## Spatial annotation records:
——
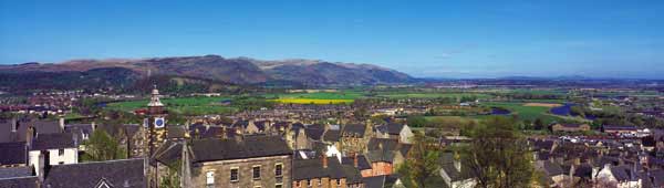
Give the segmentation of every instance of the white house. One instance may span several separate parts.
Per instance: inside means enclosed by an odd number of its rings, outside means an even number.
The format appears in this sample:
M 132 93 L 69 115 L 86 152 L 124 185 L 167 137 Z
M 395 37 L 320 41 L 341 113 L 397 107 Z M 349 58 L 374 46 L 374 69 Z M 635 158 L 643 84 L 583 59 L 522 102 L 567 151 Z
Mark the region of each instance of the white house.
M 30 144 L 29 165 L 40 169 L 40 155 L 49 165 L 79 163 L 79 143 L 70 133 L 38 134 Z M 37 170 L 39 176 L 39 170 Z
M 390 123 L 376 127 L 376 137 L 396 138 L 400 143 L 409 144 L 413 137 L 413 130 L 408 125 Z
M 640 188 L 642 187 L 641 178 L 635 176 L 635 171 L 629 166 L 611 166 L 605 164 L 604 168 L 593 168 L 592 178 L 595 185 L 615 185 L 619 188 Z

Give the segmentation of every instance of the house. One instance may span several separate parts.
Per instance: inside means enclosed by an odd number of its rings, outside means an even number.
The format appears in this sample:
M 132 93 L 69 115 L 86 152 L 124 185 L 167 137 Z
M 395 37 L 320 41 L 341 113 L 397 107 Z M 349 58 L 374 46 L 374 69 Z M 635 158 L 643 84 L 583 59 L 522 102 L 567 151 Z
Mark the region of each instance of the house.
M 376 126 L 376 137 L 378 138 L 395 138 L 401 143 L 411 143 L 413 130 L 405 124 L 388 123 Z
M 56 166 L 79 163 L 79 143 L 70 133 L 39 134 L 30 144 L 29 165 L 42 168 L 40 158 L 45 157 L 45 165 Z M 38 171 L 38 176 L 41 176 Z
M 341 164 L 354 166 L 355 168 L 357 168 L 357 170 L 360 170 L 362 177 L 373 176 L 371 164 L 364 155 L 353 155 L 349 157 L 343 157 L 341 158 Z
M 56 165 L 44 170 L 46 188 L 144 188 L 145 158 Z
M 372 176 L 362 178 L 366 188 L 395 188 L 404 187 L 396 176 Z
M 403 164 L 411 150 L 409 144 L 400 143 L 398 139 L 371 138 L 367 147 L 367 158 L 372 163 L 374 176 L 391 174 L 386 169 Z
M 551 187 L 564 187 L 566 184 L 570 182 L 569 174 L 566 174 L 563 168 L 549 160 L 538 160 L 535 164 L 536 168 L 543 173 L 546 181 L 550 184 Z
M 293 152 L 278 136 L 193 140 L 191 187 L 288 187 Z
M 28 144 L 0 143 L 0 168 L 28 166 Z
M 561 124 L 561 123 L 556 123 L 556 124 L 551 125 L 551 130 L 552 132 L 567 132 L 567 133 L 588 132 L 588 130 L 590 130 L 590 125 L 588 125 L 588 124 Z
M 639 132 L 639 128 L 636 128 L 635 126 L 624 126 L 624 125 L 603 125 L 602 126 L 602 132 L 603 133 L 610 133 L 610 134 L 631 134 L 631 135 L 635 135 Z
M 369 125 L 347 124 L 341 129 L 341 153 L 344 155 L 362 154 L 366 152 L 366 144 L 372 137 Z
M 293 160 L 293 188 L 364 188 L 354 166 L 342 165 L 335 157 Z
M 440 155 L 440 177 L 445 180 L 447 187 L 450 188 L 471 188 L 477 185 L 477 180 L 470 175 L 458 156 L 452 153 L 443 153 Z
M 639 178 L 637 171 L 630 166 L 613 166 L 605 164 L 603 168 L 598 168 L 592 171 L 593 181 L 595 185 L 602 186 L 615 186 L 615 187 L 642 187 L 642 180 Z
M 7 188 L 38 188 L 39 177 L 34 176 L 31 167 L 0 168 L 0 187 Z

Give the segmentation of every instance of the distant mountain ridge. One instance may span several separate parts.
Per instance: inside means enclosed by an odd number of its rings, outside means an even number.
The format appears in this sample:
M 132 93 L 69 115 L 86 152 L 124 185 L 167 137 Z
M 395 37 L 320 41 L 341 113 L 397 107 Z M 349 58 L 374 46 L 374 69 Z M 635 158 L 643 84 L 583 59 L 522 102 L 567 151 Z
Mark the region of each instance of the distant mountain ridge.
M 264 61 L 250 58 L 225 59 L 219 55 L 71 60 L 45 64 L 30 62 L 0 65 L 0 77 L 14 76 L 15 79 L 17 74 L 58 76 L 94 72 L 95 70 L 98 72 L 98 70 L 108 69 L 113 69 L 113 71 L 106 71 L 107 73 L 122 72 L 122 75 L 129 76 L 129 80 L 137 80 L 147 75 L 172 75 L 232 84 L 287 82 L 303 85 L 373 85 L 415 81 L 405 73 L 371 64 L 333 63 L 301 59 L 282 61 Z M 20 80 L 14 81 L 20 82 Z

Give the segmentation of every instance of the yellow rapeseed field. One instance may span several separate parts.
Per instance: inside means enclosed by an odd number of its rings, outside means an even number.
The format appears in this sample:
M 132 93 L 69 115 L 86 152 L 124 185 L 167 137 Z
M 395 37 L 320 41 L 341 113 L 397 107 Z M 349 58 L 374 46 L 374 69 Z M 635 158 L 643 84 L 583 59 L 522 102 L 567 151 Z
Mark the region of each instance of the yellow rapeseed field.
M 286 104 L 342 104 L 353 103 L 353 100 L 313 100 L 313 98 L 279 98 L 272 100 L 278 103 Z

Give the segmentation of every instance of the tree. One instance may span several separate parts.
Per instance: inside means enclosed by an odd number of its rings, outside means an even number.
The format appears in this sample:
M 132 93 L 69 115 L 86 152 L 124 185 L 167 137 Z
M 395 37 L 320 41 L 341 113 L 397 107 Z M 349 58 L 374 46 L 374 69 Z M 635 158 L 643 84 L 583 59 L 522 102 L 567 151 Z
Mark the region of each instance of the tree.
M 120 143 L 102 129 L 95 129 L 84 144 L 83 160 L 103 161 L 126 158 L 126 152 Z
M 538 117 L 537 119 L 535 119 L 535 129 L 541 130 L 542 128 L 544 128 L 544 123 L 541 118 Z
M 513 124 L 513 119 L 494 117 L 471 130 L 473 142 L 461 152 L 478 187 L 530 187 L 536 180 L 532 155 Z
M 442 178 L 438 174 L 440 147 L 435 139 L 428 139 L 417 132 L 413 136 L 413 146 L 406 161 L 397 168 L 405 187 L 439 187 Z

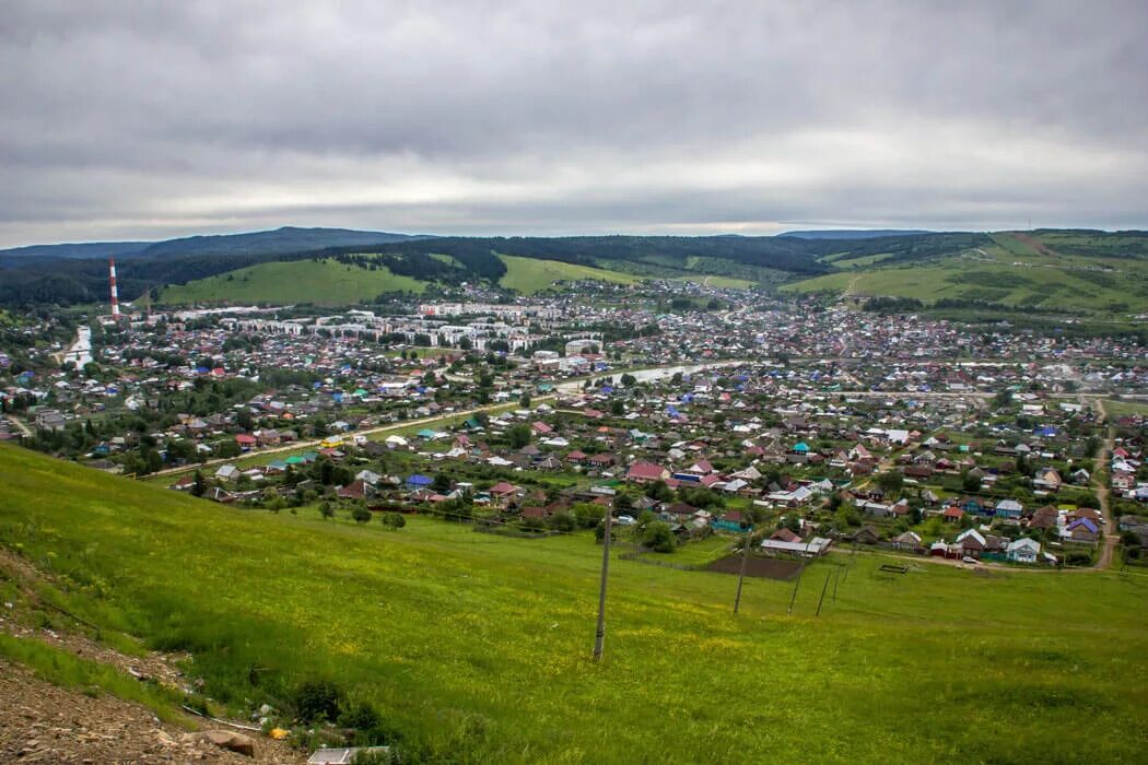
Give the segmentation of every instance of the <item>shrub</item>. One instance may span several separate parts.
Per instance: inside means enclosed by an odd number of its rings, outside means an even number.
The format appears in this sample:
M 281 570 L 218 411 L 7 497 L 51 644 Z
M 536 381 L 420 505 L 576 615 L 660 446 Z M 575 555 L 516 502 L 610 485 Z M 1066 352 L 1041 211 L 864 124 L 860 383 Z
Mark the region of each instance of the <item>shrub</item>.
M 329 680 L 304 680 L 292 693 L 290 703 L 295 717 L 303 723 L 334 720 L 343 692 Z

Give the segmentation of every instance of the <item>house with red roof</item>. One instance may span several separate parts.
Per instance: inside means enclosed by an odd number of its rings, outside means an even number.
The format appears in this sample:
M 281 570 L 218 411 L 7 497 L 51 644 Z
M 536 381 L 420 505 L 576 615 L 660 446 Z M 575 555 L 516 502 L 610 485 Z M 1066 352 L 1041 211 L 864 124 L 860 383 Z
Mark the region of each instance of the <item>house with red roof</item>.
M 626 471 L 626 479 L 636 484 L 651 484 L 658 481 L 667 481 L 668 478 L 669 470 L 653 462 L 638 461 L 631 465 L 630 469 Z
——
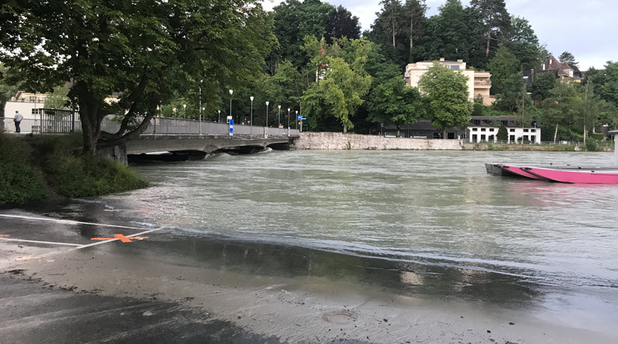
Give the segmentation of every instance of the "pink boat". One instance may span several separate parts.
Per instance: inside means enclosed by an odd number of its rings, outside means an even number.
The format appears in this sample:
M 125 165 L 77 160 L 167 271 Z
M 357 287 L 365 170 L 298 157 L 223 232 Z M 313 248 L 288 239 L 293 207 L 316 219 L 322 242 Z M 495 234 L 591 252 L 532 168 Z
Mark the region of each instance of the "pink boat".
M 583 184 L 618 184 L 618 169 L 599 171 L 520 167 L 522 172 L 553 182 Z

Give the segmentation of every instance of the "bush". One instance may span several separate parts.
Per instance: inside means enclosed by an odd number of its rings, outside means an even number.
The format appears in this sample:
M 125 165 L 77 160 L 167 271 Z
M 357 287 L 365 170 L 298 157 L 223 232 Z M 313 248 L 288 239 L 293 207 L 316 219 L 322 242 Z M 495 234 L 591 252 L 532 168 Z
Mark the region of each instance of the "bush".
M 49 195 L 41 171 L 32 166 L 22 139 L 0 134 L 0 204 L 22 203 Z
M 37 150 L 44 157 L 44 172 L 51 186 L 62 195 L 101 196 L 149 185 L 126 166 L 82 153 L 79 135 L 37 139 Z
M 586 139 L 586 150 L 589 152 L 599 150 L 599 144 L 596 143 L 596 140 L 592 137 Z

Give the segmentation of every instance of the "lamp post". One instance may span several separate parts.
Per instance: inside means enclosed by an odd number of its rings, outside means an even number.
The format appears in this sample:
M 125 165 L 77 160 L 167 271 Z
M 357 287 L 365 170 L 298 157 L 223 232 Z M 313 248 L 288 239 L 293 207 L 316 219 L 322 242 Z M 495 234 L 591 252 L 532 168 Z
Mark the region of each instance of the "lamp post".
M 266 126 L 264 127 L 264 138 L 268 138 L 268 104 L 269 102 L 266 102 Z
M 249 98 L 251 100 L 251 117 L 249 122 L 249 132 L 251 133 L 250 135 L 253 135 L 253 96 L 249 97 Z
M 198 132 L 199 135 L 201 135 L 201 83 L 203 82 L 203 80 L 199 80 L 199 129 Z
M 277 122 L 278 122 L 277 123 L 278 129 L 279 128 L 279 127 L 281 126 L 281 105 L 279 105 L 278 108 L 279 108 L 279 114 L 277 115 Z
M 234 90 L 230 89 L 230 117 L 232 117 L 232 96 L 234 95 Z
——
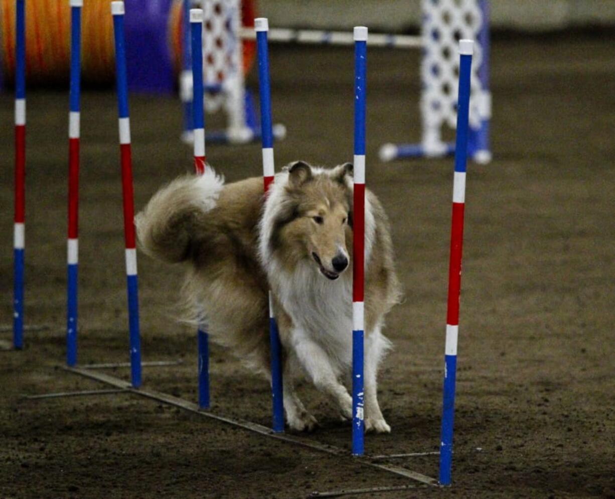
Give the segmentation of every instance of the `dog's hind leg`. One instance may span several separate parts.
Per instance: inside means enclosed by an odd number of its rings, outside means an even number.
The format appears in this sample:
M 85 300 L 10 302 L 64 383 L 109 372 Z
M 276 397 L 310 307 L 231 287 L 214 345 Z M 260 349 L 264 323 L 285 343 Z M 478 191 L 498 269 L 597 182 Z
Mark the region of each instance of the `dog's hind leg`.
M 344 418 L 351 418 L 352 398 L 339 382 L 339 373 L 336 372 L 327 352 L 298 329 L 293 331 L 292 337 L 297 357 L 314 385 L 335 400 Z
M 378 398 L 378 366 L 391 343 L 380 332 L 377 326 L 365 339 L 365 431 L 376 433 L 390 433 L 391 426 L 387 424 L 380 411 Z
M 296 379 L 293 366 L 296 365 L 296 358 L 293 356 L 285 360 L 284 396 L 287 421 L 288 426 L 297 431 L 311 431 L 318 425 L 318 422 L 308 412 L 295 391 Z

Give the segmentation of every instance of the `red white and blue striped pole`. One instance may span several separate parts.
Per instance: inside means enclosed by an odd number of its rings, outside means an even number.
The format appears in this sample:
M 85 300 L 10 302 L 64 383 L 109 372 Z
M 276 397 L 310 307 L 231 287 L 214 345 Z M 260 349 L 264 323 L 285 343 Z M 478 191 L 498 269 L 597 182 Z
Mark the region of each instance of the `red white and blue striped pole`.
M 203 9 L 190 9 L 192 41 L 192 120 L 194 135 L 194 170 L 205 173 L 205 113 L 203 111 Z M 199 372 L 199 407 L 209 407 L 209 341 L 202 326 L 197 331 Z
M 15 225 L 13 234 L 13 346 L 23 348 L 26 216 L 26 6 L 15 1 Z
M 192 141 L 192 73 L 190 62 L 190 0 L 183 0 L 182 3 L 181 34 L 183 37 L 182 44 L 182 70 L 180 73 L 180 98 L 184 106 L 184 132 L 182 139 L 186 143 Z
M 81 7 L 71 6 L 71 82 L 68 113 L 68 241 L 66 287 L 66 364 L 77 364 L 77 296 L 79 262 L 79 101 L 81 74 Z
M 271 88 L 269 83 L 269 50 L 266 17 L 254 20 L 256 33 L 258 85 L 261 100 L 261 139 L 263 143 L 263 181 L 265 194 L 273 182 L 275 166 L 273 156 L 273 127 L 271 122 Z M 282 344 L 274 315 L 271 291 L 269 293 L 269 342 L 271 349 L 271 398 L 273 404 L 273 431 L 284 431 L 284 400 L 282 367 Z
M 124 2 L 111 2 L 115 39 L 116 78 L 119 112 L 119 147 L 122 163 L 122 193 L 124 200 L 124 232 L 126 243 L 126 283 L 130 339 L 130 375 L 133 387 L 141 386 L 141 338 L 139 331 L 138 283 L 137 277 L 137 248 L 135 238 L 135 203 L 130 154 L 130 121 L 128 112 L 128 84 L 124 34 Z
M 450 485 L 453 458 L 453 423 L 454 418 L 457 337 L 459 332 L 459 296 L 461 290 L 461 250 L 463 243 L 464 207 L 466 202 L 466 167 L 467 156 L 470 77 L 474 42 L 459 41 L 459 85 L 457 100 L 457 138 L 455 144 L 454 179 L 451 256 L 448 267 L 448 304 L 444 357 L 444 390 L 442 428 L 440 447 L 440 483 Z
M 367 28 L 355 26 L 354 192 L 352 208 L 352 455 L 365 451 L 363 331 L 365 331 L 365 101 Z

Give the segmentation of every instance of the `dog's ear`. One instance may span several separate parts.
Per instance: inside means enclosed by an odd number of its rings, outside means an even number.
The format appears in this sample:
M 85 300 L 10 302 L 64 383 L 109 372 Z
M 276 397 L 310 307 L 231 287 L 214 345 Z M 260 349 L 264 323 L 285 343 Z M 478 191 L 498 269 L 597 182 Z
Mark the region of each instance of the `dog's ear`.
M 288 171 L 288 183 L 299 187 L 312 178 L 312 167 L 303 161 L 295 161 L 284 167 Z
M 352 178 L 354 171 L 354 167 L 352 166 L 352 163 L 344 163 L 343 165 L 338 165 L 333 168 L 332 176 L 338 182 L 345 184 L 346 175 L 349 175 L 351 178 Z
——
## Written problem:
Please output everything in the listing from the line containing "Give the segmentation of every instance of the white" down to the line containing "Mark the region of each instance of the white" as a Markdown table with the columns Row and Listing line, skipping any blank lines.

## Result:
| Row | Listing line |
|---|---|
| 1 | Give the segmentation of every instance of the white house. One instance may span several separate parts. |
| 2 | Per instance: inside means enclosed by an odd number of its rings, outside means an even number. |
| 3 | The format appears in this sample: |
| 4 | M 132 93 L 69 115 L 86 152 L 124 185 L 167 137 Z |
| 5 | M 395 37 L 320 41 L 341 113 L 397 107 Z M 349 58 L 374 46 L 374 69 Z M 635 158 L 643 84 L 583 59 L 522 102 L 567 151 Z |
| 6 | Mark the region of each instance of the white house. |